Rewrite every row below, changing "thickest" to "widest" and leaving everything else as it is. Leave the pictures out of your answer.

Location identification entries
* * * * * * * * *
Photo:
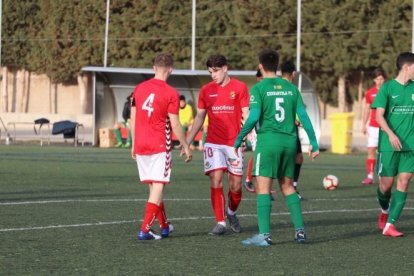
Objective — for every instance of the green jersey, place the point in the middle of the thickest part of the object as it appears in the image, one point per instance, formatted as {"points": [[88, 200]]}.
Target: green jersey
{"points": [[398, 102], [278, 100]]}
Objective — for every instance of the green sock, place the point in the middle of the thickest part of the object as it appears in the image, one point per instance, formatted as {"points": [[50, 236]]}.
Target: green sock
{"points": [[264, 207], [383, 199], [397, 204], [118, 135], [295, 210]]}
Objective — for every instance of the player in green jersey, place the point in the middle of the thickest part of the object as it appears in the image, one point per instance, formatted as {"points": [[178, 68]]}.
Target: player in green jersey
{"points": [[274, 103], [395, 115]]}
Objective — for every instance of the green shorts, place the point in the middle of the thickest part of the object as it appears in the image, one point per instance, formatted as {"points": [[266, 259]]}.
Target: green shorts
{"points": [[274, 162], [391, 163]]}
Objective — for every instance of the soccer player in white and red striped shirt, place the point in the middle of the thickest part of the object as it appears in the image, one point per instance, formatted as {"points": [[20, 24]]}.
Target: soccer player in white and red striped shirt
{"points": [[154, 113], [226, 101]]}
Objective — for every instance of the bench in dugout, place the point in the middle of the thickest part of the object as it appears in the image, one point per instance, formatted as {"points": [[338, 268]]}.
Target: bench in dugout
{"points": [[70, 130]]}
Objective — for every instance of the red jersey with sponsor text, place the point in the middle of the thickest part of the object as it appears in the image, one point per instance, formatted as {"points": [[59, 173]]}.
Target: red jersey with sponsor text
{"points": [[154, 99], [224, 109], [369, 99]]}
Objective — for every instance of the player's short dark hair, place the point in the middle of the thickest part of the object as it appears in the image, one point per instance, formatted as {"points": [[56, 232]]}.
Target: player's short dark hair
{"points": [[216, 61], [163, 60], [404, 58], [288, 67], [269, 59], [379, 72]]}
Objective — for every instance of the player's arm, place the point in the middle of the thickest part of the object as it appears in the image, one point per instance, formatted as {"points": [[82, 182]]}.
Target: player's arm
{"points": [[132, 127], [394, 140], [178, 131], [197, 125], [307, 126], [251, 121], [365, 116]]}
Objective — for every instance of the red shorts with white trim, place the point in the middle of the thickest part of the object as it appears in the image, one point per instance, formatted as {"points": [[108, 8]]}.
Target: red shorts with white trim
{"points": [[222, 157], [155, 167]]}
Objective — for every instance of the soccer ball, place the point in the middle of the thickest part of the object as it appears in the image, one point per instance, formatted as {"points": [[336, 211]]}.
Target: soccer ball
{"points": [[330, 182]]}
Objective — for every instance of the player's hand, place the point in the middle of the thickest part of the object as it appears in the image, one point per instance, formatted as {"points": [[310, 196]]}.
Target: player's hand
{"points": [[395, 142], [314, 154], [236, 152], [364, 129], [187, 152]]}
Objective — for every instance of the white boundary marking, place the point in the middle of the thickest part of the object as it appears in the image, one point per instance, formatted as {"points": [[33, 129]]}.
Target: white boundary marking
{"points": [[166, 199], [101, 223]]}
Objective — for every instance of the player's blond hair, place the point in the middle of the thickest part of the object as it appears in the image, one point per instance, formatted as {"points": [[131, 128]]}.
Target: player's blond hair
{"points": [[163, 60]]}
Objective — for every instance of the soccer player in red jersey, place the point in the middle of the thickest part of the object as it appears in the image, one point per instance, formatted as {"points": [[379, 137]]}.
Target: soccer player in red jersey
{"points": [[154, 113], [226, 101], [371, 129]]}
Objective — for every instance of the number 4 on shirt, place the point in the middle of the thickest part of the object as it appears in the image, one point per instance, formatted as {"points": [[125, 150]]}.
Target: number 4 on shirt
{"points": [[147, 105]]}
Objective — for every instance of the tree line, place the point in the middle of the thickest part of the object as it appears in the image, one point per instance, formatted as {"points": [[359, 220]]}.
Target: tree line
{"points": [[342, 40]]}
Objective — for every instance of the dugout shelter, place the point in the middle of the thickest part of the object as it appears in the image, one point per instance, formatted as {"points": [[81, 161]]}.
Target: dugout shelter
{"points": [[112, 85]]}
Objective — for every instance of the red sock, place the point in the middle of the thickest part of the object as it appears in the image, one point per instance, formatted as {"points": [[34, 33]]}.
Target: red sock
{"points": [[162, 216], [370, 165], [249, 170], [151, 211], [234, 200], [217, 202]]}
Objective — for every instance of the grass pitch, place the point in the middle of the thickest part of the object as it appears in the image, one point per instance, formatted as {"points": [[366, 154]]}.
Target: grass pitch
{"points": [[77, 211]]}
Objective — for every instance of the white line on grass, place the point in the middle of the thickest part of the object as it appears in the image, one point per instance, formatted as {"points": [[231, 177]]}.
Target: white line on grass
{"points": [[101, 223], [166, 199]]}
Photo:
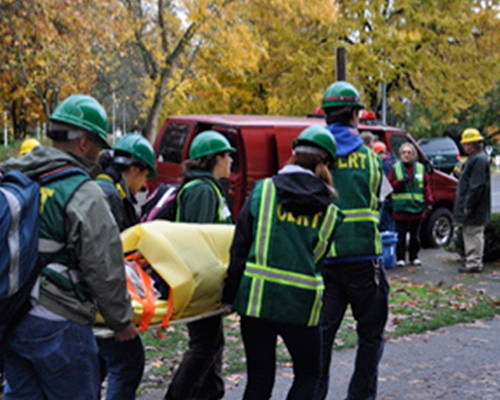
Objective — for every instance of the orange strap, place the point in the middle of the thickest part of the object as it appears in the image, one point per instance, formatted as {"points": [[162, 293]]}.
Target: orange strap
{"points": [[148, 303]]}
* * * * * * * * *
Exercise output -
Photo:
Objective — for every instance of the green jersey, place the point in the middle of the widest part of the object as it appears in the image, one point per instance, formatted as {"points": [[88, 200]]}.
Target: green jersey
{"points": [[398, 102], [278, 100]]}
Objective — for every instance of the green sock, place the point in the middle of the widest part of the object as it appears in the image, one point per instance, formatted as {"points": [[50, 236]]}.
Target: green sock
{"points": [[264, 207], [383, 199], [397, 204], [118, 135], [295, 210]]}
Objective — for every instance of the player in green jersey, place the point in the middle of the widest part of the object as it appears in the image, one point per instance, formatted as {"points": [[178, 68]]}.
Target: player in green jersey
{"points": [[274, 103], [395, 115]]}
Objective — for every instance of the green shorts, place the point in the middle of the widest part of the object as it appears in the image, one point per instance, formatted as {"points": [[266, 259]]}.
Target: green shorts
{"points": [[274, 162], [391, 163]]}
Objective — for every instance of the soccer player in white and red striped shirt, place the point in the middle of the widest part of the object as it appears in the image, one point per instance, formatted as {"points": [[20, 24]]}.
Target: soccer player in white and red striped shirt
{"points": [[154, 113], [226, 101]]}
Objective — for every instance of the bench in dugout, place the point in the middle of the widest part of the object as it appears in the image, one point per instance, formatted as {"points": [[338, 268]]}.
Target: bench in dugout
{"points": [[70, 130]]}
Objective — for every instance of the red jersey with sponsor text, place the point in the middle of the widest part of the object as it appears in the image, one point per instance, formatted as {"points": [[59, 173]]}.
Target: red jersey with sponsor text
{"points": [[154, 99], [224, 109], [369, 99]]}
Objective — for every instance of the player's short dark hair, place the point in the middle of the widest part of the object as it appears in the image, one point per instance, formatted as {"points": [[56, 232]]}.
Target: player's short dark hair
{"points": [[216, 61], [163, 60], [404, 58], [288, 67], [269, 59], [379, 72]]}
Objective — for every instance of the player's arm, place the point in the middle of the widest part of the object as it appears in the image, one point per instance, formatted as {"points": [[82, 182]]}.
Target: player's arm
{"points": [[132, 127], [394, 140], [178, 131], [197, 125], [307, 126], [251, 121], [365, 116]]}
Objective — for every instance of the red shorts with white trim, place the point in the middle of the widest part of the object as it appears in the image, one point per instance, formatted as {"points": [[108, 8]]}.
Target: red shorts with white trim
{"points": [[222, 157], [155, 167]]}
Objective — for every instance of the soccer ball, place the point in the middle of the widest part of the object as it appears in the image, one point per instance, formatted as {"points": [[336, 211]]}.
Target: soccer ball
{"points": [[330, 182]]}
Objective — for every instance of the player's hand, place the point in the middle of the widest part of the object as it appears in the image, one point per instance, formatted as {"points": [[310, 196]]}.
Target: player's hand
{"points": [[395, 142], [314, 154], [236, 152], [364, 129], [187, 152]]}
Objective — for every instance of the white boundary marking, place the point in the middle of the widest part of the object as it appears in the image, one point per instance, formatted as {"points": [[33, 129]]}.
Target: white boundary marking
{"points": [[166, 199], [101, 223]]}
Objective — for every instance of the player's blond hair, place the point in the middle of the widest part of the object as it appears in the image, one point per instance, formatted as {"points": [[131, 128]]}.
Target: player's blond hair
{"points": [[163, 60]]}
Objective — for every instance of the soccer player in red jersey, place the point in the middle of the widest part of the object as it appears in the image, one point per instance, formatted as {"points": [[379, 137]]}.
Target: soccer player in red jersey
{"points": [[154, 113], [226, 101], [371, 129]]}
Objective — for every instance of the number 4 on shirt, place the point in the middle of the widest part of the object as it appears in the image, one point per instance, formatted as {"points": [[125, 150]]}.
Target: number 4 on shirt
{"points": [[147, 105]]}
Objective — for every instance of the tree line, place the point in the middle of the widest part of the object as it appears in the image, one point per instance, formatted as {"points": [[359, 220]]}.
Target: tree line
{"points": [[342, 40]]}
Objective — for every instance of the dugout shelter, place the point in the middle of the widest part of the object as it appears in the image, one point per instance, formatted as {"points": [[81, 161]]}.
Target: dugout shelter
{"points": [[112, 85]]}
Objective — for every instance of the red sock, place the point in the middle of the widest part of the object as it appears in the image, one point per instance, formatted as {"points": [[34, 33]]}.
Target: red sock
{"points": [[162, 216], [370, 165], [249, 170], [151, 211], [234, 200], [217, 202]]}
Objective — for every instance of the grass pitch, place the point in the middle of the widest part of the object as it appears in the image, one point per instance, formatted as {"points": [[366, 154]]}.
Target: grass pitch
{"points": [[77, 211]]}
Objective — for every instance of the white line on grass, place the point in the middle of the widest part of the object as it appears in the image, one point per instance, formatted as {"points": [[231, 177]]}.
Target: white line on grass
{"points": [[101, 223], [166, 199]]}
Photo:
Objective — for every instance of the orange strap, place the point in the middle of the widest part of the object as it appears in the image, one point per instance, formatted as {"points": [[162, 293]]}.
Target: orange strap
{"points": [[148, 303]]}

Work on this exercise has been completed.